╭─ LISTED ENTRIES
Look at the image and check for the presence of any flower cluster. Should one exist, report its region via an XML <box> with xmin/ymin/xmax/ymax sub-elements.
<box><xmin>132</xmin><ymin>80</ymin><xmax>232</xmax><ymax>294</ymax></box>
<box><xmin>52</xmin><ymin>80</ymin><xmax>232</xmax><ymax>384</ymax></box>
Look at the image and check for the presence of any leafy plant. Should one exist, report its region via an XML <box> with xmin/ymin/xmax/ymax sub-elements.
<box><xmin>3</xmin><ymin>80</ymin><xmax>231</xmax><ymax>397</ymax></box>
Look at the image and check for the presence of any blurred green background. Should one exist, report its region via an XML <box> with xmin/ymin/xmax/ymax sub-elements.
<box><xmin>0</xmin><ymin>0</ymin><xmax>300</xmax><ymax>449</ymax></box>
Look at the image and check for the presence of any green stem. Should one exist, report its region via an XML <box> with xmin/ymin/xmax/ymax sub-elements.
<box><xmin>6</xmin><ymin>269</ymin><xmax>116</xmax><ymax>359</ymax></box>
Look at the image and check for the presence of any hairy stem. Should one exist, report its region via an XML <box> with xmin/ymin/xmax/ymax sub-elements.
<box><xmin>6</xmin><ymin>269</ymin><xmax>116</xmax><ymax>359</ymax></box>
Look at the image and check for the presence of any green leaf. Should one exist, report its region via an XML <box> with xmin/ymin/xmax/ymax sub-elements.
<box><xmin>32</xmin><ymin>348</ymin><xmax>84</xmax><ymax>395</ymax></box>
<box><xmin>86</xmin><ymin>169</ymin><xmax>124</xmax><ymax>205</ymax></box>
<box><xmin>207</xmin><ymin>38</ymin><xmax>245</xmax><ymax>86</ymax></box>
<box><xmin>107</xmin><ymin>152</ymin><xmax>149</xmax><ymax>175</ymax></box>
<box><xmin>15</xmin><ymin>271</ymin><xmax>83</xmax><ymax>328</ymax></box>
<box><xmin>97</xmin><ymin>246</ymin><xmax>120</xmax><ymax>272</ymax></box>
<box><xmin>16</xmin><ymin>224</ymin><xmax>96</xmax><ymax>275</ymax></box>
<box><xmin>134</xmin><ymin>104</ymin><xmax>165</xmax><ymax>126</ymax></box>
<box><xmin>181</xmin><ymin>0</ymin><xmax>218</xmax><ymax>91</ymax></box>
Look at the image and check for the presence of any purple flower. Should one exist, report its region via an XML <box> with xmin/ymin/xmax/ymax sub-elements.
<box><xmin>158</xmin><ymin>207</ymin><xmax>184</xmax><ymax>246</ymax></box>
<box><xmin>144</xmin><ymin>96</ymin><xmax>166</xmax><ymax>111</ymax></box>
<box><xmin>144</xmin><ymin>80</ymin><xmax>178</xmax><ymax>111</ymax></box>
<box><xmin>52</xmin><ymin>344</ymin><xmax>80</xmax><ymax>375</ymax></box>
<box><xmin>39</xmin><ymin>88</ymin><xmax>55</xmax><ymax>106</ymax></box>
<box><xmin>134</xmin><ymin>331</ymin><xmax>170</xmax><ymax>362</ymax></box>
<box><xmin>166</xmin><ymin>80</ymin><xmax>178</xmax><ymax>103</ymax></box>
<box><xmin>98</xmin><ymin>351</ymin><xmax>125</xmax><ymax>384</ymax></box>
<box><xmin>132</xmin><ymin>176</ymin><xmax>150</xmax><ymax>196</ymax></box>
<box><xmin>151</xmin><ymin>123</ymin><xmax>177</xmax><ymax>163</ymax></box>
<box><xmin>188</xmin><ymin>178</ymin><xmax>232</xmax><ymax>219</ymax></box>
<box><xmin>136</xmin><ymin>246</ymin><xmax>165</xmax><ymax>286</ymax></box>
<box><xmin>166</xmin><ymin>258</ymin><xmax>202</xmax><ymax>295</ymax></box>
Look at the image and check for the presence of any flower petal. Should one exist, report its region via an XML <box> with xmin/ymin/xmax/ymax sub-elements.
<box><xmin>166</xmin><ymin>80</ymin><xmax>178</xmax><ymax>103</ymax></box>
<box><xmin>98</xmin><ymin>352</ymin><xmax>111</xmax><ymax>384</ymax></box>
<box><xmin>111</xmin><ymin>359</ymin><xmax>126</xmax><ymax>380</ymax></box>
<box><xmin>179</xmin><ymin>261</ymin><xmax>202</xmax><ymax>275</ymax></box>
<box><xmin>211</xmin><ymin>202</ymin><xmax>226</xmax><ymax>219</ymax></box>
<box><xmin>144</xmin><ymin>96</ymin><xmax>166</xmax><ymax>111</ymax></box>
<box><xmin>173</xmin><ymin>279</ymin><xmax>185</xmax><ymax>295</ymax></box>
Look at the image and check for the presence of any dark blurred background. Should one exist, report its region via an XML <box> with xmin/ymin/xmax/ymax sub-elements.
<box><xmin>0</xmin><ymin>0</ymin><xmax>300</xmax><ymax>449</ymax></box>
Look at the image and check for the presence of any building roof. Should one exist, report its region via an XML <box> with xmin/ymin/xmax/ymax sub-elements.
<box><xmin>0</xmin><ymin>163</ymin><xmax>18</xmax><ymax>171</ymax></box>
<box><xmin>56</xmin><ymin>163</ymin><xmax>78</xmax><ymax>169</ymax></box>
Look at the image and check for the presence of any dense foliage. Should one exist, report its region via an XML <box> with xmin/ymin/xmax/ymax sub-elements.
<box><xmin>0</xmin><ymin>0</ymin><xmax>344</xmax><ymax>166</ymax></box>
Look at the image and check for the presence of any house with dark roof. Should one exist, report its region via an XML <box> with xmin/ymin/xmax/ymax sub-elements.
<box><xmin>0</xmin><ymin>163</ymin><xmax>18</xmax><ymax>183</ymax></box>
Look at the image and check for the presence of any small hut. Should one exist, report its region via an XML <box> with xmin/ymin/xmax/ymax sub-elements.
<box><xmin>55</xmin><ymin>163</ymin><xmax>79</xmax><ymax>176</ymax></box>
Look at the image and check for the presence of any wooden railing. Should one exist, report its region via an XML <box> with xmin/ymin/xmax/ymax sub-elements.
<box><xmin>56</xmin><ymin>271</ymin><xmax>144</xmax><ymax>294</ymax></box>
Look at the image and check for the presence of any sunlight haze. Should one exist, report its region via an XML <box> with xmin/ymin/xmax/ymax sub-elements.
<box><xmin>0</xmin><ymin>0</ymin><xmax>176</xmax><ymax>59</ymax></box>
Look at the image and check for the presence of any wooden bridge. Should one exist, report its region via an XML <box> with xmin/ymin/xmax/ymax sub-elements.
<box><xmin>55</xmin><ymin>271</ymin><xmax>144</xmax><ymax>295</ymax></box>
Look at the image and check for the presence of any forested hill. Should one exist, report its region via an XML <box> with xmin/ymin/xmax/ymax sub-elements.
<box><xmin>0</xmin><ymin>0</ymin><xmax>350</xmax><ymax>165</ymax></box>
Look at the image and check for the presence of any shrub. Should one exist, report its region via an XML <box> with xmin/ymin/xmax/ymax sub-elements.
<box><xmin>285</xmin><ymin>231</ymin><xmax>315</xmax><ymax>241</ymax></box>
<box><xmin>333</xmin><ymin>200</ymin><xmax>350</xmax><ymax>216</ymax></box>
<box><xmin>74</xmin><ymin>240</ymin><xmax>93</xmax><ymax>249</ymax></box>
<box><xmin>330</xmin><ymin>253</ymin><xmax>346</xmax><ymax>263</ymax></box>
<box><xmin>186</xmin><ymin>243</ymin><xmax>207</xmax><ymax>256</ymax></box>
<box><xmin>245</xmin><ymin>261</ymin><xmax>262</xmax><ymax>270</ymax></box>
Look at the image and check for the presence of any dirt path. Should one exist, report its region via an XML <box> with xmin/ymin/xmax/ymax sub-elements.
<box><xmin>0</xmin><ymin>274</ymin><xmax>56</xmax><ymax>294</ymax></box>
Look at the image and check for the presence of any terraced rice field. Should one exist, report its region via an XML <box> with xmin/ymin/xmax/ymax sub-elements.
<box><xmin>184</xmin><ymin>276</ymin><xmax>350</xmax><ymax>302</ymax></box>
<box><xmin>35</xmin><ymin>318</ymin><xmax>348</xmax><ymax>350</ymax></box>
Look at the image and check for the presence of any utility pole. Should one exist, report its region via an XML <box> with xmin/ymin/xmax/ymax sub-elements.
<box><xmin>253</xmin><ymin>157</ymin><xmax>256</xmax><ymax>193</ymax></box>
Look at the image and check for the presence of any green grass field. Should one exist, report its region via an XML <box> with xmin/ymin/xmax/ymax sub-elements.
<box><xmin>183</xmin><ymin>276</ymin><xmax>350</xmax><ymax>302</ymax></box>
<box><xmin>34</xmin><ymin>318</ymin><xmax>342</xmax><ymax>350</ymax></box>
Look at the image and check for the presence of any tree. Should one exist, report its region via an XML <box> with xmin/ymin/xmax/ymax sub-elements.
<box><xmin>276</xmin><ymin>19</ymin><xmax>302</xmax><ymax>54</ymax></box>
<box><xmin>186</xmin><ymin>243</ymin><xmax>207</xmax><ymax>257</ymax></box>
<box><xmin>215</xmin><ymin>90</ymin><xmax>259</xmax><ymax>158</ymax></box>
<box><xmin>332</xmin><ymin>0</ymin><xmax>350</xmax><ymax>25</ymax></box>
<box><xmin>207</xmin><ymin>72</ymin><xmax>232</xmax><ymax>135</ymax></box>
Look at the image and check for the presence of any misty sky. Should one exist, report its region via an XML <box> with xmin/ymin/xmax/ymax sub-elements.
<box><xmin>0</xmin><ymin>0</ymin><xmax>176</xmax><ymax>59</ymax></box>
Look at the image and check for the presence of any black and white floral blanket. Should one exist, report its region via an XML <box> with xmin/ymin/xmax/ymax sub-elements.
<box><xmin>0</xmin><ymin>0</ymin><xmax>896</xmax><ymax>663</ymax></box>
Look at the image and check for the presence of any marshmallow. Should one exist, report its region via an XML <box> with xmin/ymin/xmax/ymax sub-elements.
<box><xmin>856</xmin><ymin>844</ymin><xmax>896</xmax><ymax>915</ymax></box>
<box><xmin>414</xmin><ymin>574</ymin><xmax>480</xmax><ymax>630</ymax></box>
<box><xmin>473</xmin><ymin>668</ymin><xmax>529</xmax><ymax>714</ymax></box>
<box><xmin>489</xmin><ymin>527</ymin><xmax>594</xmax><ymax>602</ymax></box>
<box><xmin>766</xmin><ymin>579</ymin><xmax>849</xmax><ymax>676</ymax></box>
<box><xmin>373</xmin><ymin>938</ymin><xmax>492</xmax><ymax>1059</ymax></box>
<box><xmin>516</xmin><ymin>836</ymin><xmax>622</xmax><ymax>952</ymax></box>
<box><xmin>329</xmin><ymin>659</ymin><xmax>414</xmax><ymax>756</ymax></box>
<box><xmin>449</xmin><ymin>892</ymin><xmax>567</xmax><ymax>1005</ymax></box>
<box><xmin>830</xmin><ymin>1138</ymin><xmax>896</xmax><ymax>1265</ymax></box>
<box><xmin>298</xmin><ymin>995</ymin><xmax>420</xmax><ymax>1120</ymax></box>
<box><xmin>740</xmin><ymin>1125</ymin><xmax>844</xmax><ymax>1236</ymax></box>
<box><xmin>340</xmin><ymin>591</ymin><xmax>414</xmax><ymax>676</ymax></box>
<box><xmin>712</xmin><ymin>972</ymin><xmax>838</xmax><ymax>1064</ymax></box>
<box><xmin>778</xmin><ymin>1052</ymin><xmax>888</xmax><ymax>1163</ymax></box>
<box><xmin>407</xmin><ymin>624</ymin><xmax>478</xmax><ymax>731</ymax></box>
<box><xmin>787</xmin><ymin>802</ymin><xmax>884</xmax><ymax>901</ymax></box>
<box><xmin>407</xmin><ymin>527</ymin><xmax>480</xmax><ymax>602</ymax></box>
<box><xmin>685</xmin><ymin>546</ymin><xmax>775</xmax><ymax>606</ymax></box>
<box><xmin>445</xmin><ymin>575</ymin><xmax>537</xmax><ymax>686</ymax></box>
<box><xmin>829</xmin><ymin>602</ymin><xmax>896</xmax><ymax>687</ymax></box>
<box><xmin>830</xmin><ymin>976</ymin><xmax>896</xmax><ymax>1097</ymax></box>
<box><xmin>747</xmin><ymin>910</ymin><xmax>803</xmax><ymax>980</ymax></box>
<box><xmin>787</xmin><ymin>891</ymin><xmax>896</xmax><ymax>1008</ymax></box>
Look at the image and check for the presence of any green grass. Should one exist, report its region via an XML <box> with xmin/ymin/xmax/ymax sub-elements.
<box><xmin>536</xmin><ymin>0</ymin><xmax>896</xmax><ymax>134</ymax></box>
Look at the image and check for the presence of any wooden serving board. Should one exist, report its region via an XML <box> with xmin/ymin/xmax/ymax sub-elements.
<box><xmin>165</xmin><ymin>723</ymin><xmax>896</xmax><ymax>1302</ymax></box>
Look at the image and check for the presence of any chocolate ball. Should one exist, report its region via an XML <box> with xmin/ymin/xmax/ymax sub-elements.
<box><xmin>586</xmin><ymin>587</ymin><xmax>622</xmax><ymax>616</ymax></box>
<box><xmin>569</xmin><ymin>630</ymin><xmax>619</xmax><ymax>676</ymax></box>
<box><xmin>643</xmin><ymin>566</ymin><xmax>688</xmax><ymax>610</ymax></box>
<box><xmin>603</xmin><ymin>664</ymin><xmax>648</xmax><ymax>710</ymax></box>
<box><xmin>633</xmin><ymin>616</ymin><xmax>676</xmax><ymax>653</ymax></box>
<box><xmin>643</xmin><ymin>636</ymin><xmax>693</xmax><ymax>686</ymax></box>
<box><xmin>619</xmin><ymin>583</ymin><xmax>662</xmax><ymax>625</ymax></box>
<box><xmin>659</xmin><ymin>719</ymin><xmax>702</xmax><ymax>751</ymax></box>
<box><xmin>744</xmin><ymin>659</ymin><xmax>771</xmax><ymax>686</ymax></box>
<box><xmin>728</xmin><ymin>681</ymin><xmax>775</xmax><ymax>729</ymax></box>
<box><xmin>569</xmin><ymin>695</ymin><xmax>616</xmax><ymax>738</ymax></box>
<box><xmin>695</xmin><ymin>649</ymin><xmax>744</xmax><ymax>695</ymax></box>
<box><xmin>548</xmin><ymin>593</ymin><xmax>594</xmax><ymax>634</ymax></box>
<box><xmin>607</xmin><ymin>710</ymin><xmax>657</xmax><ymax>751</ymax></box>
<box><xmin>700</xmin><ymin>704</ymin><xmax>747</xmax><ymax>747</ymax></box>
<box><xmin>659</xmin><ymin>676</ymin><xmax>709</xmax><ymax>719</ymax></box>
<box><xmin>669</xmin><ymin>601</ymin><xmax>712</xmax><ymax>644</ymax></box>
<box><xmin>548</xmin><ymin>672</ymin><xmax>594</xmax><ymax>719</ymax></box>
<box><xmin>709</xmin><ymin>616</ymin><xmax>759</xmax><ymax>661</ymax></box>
╰─
**PROBLEM DESCRIPTION**
Show every line in the records above that contains the word "blurred", treating uppercase and lowercase letters as different.

**ANSWER IN FULL**
Look at the image and check for the presence of any blurred green background. Should one exist, report its region via an XML <box> with xmin/ymin/xmax/ymax sub-elements.
Look at the image and check for the presence of any dark blurred background. Should one exist, report its region via an XML <box> with xmin/ymin/xmax/ymax sub-elements.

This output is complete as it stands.